▸ **Directions**:
Carry on the review message about converting CTI register offsets, picking up after its final sentence.

▸ **Document passage**:
I saw CTI registers are within 4KiB (0x1000), we can don't convert
standard regiserts and only convert to QCOM register based on the
standard ones.  So you can drop the cti_normal_offset strucuture and
only have a cti_reg_qcom_offset[] struct:

  static const u32 cti_extended_offset[] = {
  	[CTIINTACK]		= QCOM_CTIINTACK,
  	[CTIAPPSET]		= QCOM_CTIAPPSET,
  	[CTIAPPCLEAR]		= QCOM_CTIAPPCLEAR,
  	[CTIAPPPULSE]		= QCOM_CTIAPPPULSE,
  	[CTIINEN]		= QCOM_CTIINEN,
        ...
  };

Then you could create two helpers for register address:

    static void __iomem *cti_reg_addr_with_nr(struct cti_drvdata *drvdata,
                                              u32 reg, u32 nr)
    {
        /* convert to qcom specific offset */
        if (unlikely(drvdata->is_qcom_cti))
            reg = cti_extended_offset[reg];

        return drvdata->base + reg + sizeof(u32) * nr;
    }

    static void __iomem *cti_reg_addr(struct cti_drvdata *drvdata, u32 reg)
    {
        return cti_reg_addr_with_nr(drvdata, reg, 0);
    }

>  /*
>   * CTI devices can be associated with a PE, or be connected to CoreSight
> @@ -70,15 +119,16 @@ void cti_write_all_hw_regs(struct cti_drvdata *drvdata)
>  
>  	/* write the CTI trigger registers */
>  	for (i = 0; i < config->nr_trig_max; i++) {
> -		writel_relaxed(config->ctiinen[i], drvdata->base + CTIINEN(i));
> +		writel_relaxed(config->ctiinen[i],
> +			       drvdata->base + cti_offset(drvdata, INDEX_CTIINEN, i));

writel_relaxed(config->ctiinen[i],
               cti_reg_addr_with_nr(drvdata, CTIINENn, i));

And apply for the same cases below.

▸ **Records from a data source**:

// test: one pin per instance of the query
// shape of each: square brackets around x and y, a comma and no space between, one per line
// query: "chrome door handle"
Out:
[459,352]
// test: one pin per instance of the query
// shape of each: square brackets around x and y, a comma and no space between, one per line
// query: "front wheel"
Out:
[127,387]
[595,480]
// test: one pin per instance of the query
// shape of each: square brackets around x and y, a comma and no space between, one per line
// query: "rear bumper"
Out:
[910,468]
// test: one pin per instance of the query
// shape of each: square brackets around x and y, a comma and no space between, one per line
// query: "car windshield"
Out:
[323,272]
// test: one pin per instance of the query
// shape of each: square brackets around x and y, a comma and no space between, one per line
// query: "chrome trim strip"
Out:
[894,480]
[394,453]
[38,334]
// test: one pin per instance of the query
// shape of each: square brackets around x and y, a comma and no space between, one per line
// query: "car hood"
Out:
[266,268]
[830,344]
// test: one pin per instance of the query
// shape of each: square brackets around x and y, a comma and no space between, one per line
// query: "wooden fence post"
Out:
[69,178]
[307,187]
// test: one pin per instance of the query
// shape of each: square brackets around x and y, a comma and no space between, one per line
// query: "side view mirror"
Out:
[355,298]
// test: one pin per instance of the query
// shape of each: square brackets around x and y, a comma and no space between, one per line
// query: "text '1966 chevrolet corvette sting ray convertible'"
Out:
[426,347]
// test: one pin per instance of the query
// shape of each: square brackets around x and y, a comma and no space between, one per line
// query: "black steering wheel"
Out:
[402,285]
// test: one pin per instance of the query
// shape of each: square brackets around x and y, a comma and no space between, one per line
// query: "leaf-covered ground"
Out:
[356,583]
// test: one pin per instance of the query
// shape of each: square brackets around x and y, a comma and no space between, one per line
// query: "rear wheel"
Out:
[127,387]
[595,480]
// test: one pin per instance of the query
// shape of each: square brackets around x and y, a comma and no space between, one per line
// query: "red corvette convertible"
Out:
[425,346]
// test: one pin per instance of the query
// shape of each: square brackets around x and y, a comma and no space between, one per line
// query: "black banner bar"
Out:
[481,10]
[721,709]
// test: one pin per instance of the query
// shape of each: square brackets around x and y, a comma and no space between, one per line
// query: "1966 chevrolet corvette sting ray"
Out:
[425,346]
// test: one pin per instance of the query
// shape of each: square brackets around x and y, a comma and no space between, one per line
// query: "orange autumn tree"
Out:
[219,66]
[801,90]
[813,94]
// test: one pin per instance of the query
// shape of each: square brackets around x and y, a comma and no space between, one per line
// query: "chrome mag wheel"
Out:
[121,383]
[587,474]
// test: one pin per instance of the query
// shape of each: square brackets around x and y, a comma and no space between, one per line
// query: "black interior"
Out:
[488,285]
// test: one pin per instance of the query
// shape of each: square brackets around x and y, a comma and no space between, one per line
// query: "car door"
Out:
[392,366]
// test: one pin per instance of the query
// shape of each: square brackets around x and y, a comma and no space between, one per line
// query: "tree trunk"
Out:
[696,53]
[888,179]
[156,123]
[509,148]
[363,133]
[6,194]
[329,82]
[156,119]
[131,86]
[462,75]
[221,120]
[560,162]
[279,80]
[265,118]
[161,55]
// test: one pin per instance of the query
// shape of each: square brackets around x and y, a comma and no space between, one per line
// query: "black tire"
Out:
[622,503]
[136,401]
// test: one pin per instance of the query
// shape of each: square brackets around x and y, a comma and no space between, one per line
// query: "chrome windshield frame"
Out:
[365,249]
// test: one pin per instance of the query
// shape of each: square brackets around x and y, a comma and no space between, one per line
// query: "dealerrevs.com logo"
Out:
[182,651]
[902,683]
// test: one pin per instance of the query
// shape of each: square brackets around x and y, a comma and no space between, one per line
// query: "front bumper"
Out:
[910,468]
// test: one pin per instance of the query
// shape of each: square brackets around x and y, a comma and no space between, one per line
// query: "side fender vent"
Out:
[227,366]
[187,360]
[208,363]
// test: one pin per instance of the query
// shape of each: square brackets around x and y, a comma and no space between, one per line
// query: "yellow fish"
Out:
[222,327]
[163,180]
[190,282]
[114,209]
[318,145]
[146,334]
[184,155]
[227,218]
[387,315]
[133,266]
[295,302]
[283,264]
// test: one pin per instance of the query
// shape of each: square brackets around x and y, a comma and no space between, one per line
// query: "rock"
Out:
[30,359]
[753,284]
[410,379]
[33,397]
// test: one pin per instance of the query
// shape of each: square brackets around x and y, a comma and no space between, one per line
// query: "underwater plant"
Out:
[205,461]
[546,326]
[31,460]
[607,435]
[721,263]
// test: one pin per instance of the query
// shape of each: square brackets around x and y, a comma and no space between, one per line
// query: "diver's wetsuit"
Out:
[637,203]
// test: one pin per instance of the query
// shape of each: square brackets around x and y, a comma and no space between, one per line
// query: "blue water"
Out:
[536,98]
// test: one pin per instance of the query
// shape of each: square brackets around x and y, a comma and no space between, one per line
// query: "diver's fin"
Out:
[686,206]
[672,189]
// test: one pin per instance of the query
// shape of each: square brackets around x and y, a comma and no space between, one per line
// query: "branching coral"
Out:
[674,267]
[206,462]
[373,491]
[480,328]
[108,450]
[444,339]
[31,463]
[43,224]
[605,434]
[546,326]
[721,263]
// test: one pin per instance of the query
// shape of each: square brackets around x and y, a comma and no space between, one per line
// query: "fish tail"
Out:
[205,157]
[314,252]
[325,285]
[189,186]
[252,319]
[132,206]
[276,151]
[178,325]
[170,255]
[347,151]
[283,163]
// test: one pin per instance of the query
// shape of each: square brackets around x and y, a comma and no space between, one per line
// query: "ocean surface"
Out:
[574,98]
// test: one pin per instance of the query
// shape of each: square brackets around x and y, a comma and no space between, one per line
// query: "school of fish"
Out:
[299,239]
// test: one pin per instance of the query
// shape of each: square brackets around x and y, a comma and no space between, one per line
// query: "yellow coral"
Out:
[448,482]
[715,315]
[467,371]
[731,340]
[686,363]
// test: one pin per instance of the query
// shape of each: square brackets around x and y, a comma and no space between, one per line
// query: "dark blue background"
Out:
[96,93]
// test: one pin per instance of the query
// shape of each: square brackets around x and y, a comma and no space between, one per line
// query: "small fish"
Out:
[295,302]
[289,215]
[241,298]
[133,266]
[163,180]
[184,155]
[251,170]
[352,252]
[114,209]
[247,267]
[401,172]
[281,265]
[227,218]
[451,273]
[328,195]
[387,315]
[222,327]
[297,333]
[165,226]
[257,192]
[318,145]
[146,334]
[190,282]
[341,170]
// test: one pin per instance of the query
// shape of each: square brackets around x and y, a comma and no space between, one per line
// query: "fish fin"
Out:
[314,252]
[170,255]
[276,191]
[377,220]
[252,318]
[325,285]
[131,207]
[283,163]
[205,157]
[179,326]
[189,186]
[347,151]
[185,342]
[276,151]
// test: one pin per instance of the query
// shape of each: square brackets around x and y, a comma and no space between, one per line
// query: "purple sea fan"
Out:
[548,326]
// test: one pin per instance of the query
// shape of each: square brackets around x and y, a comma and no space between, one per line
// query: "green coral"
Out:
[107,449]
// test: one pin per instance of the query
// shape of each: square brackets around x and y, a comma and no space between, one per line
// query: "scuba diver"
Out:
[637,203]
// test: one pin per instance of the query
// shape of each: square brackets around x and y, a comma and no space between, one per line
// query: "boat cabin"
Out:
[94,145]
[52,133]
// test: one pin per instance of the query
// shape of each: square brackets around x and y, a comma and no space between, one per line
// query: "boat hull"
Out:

▸ **Task answer**:
>  	/* other regs */
> -	writel_relaxed(config->ctigate, drvdata->base + CTIGATE);
> -	writel_relaxed(config->asicctl, drvdata->base + ASICCTL);
> -	writel_relaxed(config->ctiappset, drvdata->base + CTIAPPSET);
> +	writel_relaxed(config->ctigate, drvdata->base + cti_offset(drvdata, INDEX_CTIGATE, 0));

writel_relaxed(config->ctigate, cti_reg_addr(drvdata, CTIGATE));

And apply for the same cases below.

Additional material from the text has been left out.